(Direction): Write out all of the records precisely. Skip anything that is a picture.

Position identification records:
##############################
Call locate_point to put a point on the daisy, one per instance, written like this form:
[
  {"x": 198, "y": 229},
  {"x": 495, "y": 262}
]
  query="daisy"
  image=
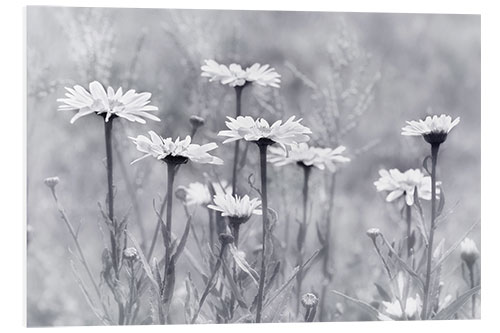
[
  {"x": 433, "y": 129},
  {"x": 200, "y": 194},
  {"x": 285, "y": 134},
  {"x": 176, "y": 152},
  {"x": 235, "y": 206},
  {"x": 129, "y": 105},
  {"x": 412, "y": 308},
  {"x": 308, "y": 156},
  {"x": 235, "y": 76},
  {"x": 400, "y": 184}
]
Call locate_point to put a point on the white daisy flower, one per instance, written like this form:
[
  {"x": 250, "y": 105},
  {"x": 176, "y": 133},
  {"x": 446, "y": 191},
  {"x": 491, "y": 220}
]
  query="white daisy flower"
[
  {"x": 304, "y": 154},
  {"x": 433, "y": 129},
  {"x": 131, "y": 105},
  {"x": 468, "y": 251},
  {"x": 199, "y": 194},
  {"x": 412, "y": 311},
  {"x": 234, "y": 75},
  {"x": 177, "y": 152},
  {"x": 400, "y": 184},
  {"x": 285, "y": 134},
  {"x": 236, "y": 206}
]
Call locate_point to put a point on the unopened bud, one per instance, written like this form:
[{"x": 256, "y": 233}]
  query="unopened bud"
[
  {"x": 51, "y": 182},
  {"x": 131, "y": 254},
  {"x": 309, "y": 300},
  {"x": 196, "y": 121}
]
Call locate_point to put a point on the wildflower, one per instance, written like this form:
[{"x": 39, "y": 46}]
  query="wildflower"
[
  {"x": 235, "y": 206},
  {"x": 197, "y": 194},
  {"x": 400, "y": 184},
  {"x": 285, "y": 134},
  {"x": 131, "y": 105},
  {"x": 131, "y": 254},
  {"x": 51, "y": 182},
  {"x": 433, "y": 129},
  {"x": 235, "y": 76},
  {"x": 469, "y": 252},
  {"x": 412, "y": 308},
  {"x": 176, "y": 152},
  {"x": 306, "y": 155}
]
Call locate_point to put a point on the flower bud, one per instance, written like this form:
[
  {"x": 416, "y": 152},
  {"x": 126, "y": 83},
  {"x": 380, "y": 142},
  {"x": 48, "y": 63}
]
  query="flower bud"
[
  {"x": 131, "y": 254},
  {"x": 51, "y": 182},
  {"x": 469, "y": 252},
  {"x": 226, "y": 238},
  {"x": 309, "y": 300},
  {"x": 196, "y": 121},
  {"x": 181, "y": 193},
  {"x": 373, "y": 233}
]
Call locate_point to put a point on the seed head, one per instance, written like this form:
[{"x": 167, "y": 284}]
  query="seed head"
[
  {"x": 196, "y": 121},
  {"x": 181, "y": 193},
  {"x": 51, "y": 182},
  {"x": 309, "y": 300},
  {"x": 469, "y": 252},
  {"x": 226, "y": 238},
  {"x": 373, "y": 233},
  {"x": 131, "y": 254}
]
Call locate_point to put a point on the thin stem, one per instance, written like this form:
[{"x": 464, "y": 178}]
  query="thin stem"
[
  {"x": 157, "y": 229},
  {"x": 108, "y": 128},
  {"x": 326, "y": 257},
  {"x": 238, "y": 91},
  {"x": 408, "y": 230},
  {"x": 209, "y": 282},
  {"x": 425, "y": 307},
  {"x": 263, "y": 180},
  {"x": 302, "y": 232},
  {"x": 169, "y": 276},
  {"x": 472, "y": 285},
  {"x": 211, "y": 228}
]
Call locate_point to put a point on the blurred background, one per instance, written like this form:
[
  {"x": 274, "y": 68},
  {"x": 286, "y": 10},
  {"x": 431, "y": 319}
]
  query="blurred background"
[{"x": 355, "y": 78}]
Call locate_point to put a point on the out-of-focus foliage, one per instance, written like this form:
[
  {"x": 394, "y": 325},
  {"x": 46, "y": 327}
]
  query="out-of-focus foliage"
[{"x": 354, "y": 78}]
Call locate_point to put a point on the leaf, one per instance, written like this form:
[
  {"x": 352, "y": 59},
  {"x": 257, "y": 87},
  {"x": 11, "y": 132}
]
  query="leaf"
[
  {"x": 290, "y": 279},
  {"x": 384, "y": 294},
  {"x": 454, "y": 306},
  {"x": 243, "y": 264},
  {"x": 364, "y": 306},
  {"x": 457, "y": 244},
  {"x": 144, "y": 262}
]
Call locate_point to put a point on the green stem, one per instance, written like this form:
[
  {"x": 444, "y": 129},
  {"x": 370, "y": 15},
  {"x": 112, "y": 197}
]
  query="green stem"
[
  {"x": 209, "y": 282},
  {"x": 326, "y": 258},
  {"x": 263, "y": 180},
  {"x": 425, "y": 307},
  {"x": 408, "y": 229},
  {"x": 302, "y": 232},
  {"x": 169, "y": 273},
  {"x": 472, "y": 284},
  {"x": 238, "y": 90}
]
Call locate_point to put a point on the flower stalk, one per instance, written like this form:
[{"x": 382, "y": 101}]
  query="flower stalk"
##############################
(Result of this exercise):
Call locate_point to put a point on the daisy, one per instance, written like this form:
[
  {"x": 198, "y": 229},
  {"x": 495, "y": 262}
]
  query="daisy"
  image=
[
  {"x": 433, "y": 129},
  {"x": 200, "y": 194},
  {"x": 285, "y": 134},
  {"x": 176, "y": 152},
  {"x": 235, "y": 206},
  {"x": 129, "y": 105},
  {"x": 412, "y": 308},
  {"x": 308, "y": 156},
  {"x": 235, "y": 76},
  {"x": 400, "y": 184}
]
Call locate_point to put a point on the white daisy flower, one per instance, written like this form:
[
  {"x": 250, "y": 105},
  {"x": 176, "y": 133},
  {"x": 446, "y": 191},
  {"x": 491, "y": 220}
]
  query="white daisy flower"
[
  {"x": 304, "y": 154},
  {"x": 433, "y": 129},
  {"x": 131, "y": 105},
  {"x": 468, "y": 251},
  {"x": 199, "y": 194},
  {"x": 412, "y": 311},
  {"x": 234, "y": 75},
  {"x": 177, "y": 152},
  {"x": 400, "y": 184},
  {"x": 285, "y": 134},
  {"x": 236, "y": 206}
]
Call locate_point to put a point on the unopened bud, one per instance, written like this form:
[{"x": 256, "y": 233}]
  query="unopened bud"
[
  {"x": 51, "y": 182},
  {"x": 131, "y": 254},
  {"x": 309, "y": 300},
  {"x": 196, "y": 121}
]
Call locate_point to put a point on the wildflower, one per instance, written like this form:
[{"x": 39, "y": 46}]
  query="wildflower"
[
  {"x": 235, "y": 206},
  {"x": 197, "y": 194},
  {"x": 400, "y": 184},
  {"x": 285, "y": 134},
  {"x": 131, "y": 105},
  {"x": 131, "y": 254},
  {"x": 51, "y": 182},
  {"x": 433, "y": 129},
  {"x": 235, "y": 76},
  {"x": 469, "y": 252},
  {"x": 412, "y": 308},
  {"x": 176, "y": 152},
  {"x": 306, "y": 155}
]
Call locate_point to put a point on the flower bud, one per instance, written like this form:
[
  {"x": 416, "y": 152},
  {"x": 126, "y": 83},
  {"x": 380, "y": 142},
  {"x": 48, "y": 63}
]
  query="flower bud"
[
  {"x": 131, "y": 254},
  {"x": 51, "y": 182},
  {"x": 469, "y": 252},
  {"x": 226, "y": 238},
  {"x": 309, "y": 300},
  {"x": 196, "y": 121},
  {"x": 181, "y": 193},
  {"x": 373, "y": 233}
]
Call locate_point to put a point on the seed head, one per instance, written like this form:
[{"x": 167, "y": 284}]
  query="seed head"
[
  {"x": 196, "y": 121},
  {"x": 181, "y": 193},
  {"x": 51, "y": 182},
  {"x": 309, "y": 300},
  {"x": 469, "y": 252},
  {"x": 226, "y": 238},
  {"x": 373, "y": 233},
  {"x": 131, "y": 254}
]
Call locate_point to put a point on the thin stem, one per instance, written like this form:
[{"x": 464, "y": 178}]
  query="thin stem"
[
  {"x": 157, "y": 229},
  {"x": 108, "y": 128},
  {"x": 326, "y": 257},
  {"x": 238, "y": 91},
  {"x": 408, "y": 230},
  {"x": 209, "y": 282},
  {"x": 425, "y": 307},
  {"x": 263, "y": 180},
  {"x": 302, "y": 232},
  {"x": 169, "y": 276},
  {"x": 472, "y": 285},
  {"x": 211, "y": 228}
]
Call locate_point to put a point on the blurred background, one per instance, written like this form:
[
  {"x": 274, "y": 68},
  {"x": 286, "y": 10},
  {"x": 431, "y": 319}
]
  query="blurred background"
[{"x": 355, "y": 78}]
Call locate_point to put a point on the out-of-focus foliage, one per instance, written like this form:
[
  {"x": 394, "y": 325},
  {"x": 46, "y": 327}
]
  query="out-of-focus foliage"
[{"x": 354, "y": 78}]
Call locate_point to put a point on the leaf, one per instance, written like this form:
[
  {"x": 352, "y": 59},
  {"x": 257, "y": 87},
  {"x": 11, "y": 132}
]
  query="leaf"
[
  {"x": 290, "y": 279},
  {"x": 384, "y": 294},
  {"x": 454, "y": 306},
  {"x": 243, "y": 264},
  {"x": 364, "y": 306},
  {"x": 457, "y": 244},
  {"x": 144, "y": 262}
]
Call locate_point to put a point on the green stem, one per instance, written like this form:
[
  {"x": 444, "y": 129},
  {"x": 370, "y": 15},
  {"x": 112, "y": 197}
]
  query="green stem"
[
  {"x": 209, "y": 282},
  {"x": 326, "y": 258},
  {"x": 263, "y": 180},
  {"x": 425, "y": 307},
  {"x": 408, "y": 229},
  {"x": 302, "y": 232},
  {"x": 169, "y": 273},
  {"x": 472, "y": 284},
  {"x": 238, "y": 90}
]
Call locate_point to put a point on the flower stalk, one per instance, written like this form:
[{"x": 382, "y": 101}]
  query="flower stalk"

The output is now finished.